*Stated problem 1*
In the motorhome tables thread, what price range per table does rainbowconversions.co.uk charge?

*Extract provided*
start
# Need Motorhome Tables



## 99630 (Jun 12, 2006)

Hi, I'm looking to replace my interior tables on an Elnagh Marlin. The Elnagh prices are extortionate (£500 per table top!). Does anyone know where I may be able to source tables?

thanks


----------



## 88741 (May 9, 2005)

Try www.caktanks.co uk they do tables but may not have your size


----------



## spykal (May 9, 2005)

YouRoyals1 said:


> Hi, I'm looking to replace my interior tables on an Elnagh Marlin. The Elnagh prices are extortionate (£500 per table top!). Does anyone know where I may be able to source tables?
> 
> thanks


Hi

The prices are better >> Here at O'Leary motorhome parts <<

Enter the site then scroll down to "Tables, Legs and Shelf Brackets"

mike


----------



## whistlinggypsy (May 1, 2005)

Look in the ads. section at my quality table, sorry nuke has just shut down the ads section for upgrading. Wait for it too re-open and look at my table you will not be disappointed, it's a beauty :wink: 

Bob


----------



## 99630 (Jun 12, 2006)

Thank you all, I'll check the ads area shortly.

Caktanks.co.uk put me on to rainbowconversions.co.uk who are £40-£80 per table, compared to £500 from the Elnagh factory. Some difference!


----------
end
*Stated problem 2*
Locate each line in the records that holds the string "shoulder", and copy every such line. Case counts.

*Data for this exercise*
start
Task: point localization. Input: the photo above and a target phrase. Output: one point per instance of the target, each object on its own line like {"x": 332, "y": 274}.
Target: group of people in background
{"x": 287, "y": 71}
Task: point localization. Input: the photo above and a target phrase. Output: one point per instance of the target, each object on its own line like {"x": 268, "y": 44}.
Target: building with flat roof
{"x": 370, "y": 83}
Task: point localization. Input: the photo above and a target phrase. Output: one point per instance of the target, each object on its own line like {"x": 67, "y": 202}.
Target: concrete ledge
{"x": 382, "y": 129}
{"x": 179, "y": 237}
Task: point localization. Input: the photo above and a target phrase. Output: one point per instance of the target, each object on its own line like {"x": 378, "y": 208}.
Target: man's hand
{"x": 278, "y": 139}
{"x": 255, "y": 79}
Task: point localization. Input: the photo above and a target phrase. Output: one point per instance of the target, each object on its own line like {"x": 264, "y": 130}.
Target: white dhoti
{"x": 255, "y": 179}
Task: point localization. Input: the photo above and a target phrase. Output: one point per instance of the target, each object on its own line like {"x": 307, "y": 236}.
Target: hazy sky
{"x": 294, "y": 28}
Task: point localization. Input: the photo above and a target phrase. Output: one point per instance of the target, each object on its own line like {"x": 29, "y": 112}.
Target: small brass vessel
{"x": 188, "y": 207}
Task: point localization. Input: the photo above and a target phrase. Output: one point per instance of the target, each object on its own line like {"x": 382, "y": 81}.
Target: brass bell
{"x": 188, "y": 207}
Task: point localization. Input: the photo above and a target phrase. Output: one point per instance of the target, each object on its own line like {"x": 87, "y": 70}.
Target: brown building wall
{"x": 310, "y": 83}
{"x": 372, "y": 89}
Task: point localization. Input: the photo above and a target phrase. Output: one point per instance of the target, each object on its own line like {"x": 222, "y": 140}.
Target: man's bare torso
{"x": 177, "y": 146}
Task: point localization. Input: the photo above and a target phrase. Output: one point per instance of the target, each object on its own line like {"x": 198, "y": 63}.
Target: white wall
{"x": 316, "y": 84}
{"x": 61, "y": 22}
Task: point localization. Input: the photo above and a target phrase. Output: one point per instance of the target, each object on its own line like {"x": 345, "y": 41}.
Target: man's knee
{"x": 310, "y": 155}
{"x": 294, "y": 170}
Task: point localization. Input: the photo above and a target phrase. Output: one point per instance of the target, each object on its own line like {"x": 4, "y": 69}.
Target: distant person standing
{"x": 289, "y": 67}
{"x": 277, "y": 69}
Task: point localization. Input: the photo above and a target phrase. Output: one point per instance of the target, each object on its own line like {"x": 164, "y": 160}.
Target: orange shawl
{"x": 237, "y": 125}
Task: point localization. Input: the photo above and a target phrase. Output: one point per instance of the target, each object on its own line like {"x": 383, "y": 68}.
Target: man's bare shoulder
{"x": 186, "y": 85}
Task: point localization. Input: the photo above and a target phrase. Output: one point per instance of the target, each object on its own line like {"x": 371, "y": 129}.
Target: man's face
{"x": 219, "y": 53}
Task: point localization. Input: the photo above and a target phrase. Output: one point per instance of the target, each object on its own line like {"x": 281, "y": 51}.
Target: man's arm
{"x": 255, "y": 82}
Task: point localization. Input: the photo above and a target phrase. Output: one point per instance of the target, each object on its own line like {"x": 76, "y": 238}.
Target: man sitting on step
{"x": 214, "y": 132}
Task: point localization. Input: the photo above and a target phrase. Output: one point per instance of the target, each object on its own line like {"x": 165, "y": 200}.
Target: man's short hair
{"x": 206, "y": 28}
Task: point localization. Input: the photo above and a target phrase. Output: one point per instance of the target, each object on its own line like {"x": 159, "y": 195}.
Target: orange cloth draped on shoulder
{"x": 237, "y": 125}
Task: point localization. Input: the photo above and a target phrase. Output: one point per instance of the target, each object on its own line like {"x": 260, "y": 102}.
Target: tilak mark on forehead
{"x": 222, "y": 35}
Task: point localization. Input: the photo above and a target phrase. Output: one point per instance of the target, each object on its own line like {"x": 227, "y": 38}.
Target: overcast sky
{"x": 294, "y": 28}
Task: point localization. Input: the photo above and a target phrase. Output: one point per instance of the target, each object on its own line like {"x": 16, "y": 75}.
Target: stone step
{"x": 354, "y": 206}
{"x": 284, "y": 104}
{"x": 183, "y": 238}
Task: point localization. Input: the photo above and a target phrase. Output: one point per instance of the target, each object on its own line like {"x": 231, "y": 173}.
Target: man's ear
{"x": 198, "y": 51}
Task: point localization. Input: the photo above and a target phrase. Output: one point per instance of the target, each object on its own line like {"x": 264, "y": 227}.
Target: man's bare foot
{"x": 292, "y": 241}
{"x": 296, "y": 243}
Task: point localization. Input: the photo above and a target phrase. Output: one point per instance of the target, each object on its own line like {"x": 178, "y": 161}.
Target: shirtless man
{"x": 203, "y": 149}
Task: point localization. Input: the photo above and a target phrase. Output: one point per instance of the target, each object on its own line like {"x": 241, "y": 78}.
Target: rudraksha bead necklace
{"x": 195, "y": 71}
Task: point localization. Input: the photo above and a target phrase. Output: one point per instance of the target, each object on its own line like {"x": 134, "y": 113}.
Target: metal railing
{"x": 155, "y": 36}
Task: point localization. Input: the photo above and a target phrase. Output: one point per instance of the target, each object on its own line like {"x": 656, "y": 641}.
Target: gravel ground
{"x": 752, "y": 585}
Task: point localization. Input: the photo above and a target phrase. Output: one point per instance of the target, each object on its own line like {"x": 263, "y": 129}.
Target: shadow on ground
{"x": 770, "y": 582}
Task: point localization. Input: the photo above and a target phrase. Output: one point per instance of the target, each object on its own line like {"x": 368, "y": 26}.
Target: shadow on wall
end
*Exercise result 1*
£40-£80 per table.

*Exercise result 2*
Target: man's bare shoulder
Target: orange cloth draped on shoulder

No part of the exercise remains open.